**WHAT NEEDS TO BE DONE**. From the opening line of the records through the line bearing "box: [489, 326, 537, 359]", set down every line exactly.

(Recorded data)

# # # # # # #

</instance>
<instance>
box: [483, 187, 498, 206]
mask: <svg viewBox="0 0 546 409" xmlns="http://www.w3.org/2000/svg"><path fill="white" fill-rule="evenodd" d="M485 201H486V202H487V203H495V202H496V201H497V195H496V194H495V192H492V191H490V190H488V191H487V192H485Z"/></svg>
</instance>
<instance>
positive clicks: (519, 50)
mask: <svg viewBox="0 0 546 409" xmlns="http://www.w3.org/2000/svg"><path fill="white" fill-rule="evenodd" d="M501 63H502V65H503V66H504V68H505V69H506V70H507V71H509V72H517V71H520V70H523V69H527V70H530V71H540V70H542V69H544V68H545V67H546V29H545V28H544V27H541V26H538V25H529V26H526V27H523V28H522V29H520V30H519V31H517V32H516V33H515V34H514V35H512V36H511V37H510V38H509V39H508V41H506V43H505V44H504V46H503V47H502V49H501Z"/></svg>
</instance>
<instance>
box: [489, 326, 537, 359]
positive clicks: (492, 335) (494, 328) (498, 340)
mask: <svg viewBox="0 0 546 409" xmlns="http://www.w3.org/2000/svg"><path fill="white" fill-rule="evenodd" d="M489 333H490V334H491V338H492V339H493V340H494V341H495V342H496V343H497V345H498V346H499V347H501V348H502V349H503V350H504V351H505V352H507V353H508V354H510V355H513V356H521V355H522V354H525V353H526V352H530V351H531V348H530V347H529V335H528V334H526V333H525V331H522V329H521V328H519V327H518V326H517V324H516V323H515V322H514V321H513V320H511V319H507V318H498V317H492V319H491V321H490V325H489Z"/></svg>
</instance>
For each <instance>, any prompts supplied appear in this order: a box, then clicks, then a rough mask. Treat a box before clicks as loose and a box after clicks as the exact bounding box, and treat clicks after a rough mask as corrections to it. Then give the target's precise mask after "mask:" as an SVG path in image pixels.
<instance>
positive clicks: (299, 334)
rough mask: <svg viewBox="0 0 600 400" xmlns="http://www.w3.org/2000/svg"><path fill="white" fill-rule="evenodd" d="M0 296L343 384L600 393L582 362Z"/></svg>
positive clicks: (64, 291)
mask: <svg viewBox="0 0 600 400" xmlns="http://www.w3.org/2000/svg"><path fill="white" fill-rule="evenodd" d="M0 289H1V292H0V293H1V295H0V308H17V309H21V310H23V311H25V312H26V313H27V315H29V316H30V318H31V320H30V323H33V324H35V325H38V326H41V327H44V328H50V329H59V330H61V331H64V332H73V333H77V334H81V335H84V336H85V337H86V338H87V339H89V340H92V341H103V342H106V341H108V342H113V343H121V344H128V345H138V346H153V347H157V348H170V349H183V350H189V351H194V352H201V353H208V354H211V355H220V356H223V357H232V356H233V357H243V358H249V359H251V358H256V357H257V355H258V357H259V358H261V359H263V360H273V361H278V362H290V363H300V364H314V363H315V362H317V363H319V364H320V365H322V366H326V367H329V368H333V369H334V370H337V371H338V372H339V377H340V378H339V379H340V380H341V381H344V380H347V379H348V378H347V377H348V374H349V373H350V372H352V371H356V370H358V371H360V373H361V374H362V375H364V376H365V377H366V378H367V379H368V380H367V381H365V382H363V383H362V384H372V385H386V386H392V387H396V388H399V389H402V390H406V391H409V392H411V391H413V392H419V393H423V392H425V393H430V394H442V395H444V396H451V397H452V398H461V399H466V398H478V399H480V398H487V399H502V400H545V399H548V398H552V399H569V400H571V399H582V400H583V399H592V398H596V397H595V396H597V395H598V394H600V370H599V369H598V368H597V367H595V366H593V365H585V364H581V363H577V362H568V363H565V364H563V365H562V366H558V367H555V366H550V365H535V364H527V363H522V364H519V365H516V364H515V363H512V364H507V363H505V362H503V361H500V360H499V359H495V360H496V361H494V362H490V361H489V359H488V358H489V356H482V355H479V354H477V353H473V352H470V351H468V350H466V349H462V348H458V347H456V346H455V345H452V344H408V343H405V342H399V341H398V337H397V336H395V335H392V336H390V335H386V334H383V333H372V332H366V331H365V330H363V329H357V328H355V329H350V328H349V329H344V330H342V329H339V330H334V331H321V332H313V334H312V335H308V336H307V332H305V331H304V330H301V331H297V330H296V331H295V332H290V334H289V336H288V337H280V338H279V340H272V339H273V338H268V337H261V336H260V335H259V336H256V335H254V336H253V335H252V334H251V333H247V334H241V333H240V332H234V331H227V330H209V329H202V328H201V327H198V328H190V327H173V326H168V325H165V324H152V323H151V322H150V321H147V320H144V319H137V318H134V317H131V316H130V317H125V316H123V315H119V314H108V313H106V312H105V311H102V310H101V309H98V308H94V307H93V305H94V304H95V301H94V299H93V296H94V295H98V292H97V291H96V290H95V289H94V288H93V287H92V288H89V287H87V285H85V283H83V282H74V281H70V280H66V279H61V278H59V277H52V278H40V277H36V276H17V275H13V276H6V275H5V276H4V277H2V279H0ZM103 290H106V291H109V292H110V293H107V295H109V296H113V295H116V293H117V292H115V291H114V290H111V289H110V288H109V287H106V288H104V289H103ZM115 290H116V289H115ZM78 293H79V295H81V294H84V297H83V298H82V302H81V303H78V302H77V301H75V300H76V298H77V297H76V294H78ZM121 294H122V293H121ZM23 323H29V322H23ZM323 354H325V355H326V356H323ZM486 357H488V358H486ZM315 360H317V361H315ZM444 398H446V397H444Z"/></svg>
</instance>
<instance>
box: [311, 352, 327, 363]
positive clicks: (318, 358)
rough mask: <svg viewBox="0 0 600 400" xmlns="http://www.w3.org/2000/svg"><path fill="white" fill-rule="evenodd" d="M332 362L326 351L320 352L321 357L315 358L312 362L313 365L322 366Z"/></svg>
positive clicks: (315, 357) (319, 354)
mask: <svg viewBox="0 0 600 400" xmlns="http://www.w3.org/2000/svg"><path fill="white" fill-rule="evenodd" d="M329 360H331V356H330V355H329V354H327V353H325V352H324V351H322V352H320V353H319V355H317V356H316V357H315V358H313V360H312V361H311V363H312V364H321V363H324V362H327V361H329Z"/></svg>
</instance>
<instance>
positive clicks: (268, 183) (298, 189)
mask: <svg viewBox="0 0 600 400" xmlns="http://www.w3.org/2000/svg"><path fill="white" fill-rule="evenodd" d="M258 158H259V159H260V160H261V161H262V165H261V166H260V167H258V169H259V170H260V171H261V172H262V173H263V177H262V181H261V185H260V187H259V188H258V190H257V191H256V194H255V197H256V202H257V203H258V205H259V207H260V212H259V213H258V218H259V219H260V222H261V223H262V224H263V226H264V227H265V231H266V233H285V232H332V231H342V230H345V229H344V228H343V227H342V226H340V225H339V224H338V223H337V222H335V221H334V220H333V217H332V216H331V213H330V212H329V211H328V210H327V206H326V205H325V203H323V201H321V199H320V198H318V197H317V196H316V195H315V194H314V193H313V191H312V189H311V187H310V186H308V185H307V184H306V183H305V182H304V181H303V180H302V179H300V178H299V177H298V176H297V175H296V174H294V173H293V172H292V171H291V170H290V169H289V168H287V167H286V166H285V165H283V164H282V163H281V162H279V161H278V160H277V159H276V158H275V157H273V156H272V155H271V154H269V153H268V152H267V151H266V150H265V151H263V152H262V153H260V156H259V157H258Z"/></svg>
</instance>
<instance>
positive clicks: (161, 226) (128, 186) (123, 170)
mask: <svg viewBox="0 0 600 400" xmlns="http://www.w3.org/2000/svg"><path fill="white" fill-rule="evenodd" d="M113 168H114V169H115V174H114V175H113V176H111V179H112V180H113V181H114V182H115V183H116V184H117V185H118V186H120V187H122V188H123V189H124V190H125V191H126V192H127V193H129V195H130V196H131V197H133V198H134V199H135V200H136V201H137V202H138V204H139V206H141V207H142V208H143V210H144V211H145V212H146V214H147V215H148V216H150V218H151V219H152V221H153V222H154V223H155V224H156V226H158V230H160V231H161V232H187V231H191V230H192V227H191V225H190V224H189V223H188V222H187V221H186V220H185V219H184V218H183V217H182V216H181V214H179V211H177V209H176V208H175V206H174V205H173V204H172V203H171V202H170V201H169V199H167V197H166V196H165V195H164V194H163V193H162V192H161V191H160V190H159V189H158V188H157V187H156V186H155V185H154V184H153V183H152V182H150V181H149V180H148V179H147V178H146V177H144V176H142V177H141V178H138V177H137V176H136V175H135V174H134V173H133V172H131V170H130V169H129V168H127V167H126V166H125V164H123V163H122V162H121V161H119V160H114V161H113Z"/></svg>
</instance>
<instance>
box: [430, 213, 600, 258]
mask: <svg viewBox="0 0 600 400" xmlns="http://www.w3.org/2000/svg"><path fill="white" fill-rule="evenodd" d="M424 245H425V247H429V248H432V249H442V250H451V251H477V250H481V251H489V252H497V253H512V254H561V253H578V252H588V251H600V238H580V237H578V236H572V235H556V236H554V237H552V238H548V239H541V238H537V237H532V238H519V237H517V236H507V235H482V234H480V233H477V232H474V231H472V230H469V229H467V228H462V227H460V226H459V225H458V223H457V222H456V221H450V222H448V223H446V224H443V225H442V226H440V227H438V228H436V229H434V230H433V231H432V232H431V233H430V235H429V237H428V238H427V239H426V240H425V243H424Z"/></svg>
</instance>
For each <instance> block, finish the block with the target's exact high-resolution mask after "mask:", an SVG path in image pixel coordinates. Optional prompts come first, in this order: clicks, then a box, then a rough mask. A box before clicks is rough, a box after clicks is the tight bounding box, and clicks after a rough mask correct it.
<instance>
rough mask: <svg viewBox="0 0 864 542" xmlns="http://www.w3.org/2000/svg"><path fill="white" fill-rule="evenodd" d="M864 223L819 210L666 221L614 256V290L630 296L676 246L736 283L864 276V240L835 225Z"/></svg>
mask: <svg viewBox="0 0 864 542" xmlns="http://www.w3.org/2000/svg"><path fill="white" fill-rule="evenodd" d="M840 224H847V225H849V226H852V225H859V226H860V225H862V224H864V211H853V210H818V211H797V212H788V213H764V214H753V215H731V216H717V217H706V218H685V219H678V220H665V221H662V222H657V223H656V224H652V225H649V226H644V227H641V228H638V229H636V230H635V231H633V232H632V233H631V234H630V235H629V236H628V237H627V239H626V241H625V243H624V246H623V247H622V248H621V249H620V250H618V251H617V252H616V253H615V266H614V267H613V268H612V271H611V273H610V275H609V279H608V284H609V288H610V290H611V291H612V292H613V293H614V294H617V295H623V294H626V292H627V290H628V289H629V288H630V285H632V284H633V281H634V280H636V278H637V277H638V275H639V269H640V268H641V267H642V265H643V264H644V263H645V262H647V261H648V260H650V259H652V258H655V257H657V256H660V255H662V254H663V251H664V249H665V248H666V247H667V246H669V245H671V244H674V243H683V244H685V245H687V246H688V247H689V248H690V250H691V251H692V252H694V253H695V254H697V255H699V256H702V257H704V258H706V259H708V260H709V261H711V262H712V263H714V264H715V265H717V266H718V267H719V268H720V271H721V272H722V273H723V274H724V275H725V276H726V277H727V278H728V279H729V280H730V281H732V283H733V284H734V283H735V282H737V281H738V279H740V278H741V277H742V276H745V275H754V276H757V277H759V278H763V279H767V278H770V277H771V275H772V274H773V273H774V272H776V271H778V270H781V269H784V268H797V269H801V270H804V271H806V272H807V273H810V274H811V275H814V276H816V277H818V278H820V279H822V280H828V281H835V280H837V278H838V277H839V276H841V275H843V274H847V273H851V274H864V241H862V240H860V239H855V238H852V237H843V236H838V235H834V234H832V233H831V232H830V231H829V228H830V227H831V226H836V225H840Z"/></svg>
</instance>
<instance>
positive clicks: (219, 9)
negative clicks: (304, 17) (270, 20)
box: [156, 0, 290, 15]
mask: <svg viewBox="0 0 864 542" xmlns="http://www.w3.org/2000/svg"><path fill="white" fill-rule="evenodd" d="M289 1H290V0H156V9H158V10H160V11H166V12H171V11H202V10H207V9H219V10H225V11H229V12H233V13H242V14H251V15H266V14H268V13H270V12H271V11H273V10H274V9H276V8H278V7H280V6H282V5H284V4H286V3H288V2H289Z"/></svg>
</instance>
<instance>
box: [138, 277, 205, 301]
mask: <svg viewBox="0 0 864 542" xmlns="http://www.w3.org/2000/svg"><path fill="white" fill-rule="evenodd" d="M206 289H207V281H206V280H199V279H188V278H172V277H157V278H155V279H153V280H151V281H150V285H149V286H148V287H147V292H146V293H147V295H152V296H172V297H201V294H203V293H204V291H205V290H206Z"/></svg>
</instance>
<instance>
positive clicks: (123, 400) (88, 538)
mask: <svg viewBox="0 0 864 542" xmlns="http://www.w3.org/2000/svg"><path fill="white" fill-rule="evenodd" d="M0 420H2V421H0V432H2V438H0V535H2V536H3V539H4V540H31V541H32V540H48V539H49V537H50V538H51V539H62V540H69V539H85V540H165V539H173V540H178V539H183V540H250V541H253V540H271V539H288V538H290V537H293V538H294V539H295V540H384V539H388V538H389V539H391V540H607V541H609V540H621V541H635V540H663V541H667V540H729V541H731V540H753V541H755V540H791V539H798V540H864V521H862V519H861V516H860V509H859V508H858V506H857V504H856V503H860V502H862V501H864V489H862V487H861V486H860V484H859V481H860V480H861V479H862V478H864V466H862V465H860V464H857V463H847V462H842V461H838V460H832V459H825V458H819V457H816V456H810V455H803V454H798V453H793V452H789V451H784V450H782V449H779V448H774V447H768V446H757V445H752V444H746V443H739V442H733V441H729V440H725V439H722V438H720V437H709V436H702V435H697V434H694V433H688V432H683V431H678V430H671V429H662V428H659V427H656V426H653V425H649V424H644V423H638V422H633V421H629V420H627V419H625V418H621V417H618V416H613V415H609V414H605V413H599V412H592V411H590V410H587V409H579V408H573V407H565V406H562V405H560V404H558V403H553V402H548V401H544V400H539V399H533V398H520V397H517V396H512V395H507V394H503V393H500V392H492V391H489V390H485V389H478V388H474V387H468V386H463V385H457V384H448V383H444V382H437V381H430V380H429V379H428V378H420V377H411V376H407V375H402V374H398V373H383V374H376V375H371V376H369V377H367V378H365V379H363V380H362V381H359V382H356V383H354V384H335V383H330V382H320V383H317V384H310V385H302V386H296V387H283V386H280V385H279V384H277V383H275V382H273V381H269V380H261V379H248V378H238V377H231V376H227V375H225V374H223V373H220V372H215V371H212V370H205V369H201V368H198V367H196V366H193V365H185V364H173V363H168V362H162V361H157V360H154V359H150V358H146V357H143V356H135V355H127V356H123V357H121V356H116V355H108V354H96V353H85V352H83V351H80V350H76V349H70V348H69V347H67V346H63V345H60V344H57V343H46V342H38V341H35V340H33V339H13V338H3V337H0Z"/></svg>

# # # # # # #

**SOLUTION TO THIS TASK**.
</instance>
<instance>
box: [483, 187, 498, 206]
mask: <svg viewBox="0 0 546 409" xmlns="http://www.w3.org/2000/svg"><path fill="white" fill-rule="evenodd" d="M485 201H486V202H487V203H495V202H496V201H497V195H496V194H495V192H492V191H490V190H488V191H487V192H485Z"/></svg>
</instance>
<instance>
positive clicks: (519, 50)
mask: <svg viewBox="0 0 546 409" xmlns="http://www.w3.org/2000/svg"><path fill="white" fill-rule="evenodd" d="M501 63H502V65H503V66H504V68H505V69H506V70H507V71H509V72H517V71H520V70H523V69H527V70H530V71H540V70H542V69H544V68H545V67H546V29H545V28H544V27H541V26H538V25H529V26H526V27H523V28H522V29H520V30H519V31H517V32H516V33H515V34H514V35H512V36H511V37H510V38H509V39H508V41H506V43H505V44H504V46H503V47H502V49H501Z"/></svg>
</instance>
<instance>
box: [489, 326, 537, 359]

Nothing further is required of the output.